* _Excerpt_

====

First they remove it for new models, then they remove otheros and piss people off who bought the console for 600$, then they start bringing out HD collections of PS2 games which I wouldn't even consider getting if I had the original PS2 ones working on my PS3, then they get attacked by hackers etc etc (we all know the story)
and now suddenly they want to bring back PS2 support out of nowhere and expect people to pay AGAIN? Good thing I haven't purchased any HD collection game so far.

Also before anyone replies with "who cares about backward support just get a cheap PS2", I do own a PS2 but its seriously annoying to always switch my Videoinput cables, which I have to do because I still have many consoles plugged in. Other than that it's just a waste of space in my room. 
I mean who really wants to dust off his PS2 just to play it for some weeks and then put it back again before it starts collecting dust.

On my side, I'm not getting the new Ps3 and I'm really getting annoyed with Sony even though they might have good spirit behind it or whatever, I don't think that I can actually be the only one who is mad at this as many have bought the PS3 knowing, or at least be pretty sure about that it won't have Ps2 support anymore.

Just my 50 cents.


----------



## rockstar99 (Jun 20, 2011)

Alright im using all the money im saving for a 360 for this


----------



## cosmiccow (Jun 20, 2011)

Assax: Exactly, you expressed some of my thoughts.

Personally I would still buy one if it is cheap. I bought my PS3 very late and I knew it didn't have PS2 and OtherOS anymore, so that's fine.. But for everyone else, especially early adaptors - that had the wonderful experience of Sony stealing something they bought - your points are very true!


----------



## Assax (Jun 20, 2011)

cosmiccow said:
			
		

> Assax: Exactly, you expressed some of my thoughts.
> 
> Personally I would still buy one if it is cheap. I bought my PS3 very late and I knew it didn't have PS2 and OtherOS anymore, so that's fine.. But for everyone else, especially early adaptors - that had the wonderful experience of Sony stealing something they bought - your points are very true!

====

* _What is asked_
• 1. In the forum thread above, rewrite the paragraph that begins "Personally I would still buy one if it is cheap" more briefly, keeping its main facts.
• 2. According to the forum thread, why does the poster who owns a PS2 find it a bother to use instead of playing those games on the PS3? Answer in one to three sentences.

* _Dataset extract_
====

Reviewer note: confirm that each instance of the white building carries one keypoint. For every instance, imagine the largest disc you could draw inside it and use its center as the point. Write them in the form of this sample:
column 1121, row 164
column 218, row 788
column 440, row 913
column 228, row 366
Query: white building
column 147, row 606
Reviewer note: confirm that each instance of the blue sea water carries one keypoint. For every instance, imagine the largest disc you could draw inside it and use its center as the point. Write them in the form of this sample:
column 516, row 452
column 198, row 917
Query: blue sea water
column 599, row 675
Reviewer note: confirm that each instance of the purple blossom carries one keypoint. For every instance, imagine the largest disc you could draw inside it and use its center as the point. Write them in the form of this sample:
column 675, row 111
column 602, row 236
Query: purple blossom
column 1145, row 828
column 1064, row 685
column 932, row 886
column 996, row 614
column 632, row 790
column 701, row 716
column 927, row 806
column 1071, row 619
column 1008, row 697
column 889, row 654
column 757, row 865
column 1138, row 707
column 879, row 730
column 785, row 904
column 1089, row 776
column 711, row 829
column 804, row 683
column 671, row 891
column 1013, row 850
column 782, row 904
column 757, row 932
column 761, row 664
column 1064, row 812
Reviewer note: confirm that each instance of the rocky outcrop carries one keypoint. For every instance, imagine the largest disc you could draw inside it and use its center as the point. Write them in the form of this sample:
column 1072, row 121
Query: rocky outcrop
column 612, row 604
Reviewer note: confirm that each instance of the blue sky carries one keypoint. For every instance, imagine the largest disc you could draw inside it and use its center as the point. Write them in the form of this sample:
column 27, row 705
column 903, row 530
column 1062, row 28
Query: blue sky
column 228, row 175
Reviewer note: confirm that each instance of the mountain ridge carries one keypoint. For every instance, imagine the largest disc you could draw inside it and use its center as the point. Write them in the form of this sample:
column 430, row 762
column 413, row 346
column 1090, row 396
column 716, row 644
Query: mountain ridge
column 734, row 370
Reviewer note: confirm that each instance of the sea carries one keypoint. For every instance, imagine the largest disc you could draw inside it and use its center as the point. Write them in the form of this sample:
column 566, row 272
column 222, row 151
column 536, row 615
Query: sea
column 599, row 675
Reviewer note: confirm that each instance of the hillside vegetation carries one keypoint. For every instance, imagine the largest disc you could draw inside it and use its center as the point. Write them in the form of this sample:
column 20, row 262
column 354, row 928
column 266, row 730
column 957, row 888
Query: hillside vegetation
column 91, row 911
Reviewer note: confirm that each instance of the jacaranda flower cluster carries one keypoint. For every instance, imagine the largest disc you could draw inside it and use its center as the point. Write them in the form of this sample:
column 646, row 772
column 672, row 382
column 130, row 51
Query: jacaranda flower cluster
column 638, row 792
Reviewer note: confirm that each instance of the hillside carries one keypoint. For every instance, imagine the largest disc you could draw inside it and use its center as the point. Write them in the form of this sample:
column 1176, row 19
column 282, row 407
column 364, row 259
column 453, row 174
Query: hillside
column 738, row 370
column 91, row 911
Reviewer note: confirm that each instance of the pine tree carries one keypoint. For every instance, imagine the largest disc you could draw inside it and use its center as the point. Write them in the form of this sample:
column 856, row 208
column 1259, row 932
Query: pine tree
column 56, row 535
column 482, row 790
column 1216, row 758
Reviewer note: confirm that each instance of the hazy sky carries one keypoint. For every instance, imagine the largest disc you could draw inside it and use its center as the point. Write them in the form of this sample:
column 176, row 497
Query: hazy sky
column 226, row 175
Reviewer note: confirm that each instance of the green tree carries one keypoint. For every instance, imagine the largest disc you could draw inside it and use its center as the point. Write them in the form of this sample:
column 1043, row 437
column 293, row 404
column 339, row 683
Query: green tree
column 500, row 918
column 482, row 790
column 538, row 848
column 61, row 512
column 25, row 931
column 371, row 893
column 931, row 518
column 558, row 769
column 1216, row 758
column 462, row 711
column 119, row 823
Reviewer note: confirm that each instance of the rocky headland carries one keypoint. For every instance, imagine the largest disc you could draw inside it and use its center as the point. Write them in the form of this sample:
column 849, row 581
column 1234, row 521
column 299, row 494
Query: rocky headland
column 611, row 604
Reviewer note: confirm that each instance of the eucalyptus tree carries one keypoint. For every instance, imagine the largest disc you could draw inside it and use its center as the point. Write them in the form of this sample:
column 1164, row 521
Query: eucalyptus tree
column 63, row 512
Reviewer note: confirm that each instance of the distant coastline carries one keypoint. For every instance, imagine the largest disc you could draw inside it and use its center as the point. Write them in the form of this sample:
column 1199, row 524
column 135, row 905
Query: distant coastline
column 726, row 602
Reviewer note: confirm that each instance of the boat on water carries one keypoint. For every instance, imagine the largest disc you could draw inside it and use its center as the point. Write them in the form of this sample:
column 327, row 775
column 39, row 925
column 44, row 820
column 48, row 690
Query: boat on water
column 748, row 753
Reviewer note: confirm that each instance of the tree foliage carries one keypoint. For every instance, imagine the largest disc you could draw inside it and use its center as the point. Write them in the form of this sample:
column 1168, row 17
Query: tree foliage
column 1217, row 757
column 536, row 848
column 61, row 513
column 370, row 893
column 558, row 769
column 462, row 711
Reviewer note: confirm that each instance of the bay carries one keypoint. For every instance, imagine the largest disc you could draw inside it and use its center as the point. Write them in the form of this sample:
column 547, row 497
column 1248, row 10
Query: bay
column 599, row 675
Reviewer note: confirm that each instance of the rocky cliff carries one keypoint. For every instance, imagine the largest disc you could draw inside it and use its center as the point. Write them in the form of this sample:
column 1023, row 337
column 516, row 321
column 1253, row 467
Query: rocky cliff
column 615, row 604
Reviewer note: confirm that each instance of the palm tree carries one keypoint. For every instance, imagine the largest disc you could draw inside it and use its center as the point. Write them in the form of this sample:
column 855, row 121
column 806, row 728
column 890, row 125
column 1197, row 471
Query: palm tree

====

* _Solutions per task_
• 1. The writer would still buy one if it's cheap. They bought their PS3 late, knowing it no longer had PS2 support or OtherOS, so they're fine with it. But for everyone else, especially early adopters who had something they bought taken away by Sony, Assax's points are very true.

• 2. Using the PS2 means constantly switching video input cables, which the poster has to do because many consoles are still plugged in. The PS2 is also a waste of space in their room.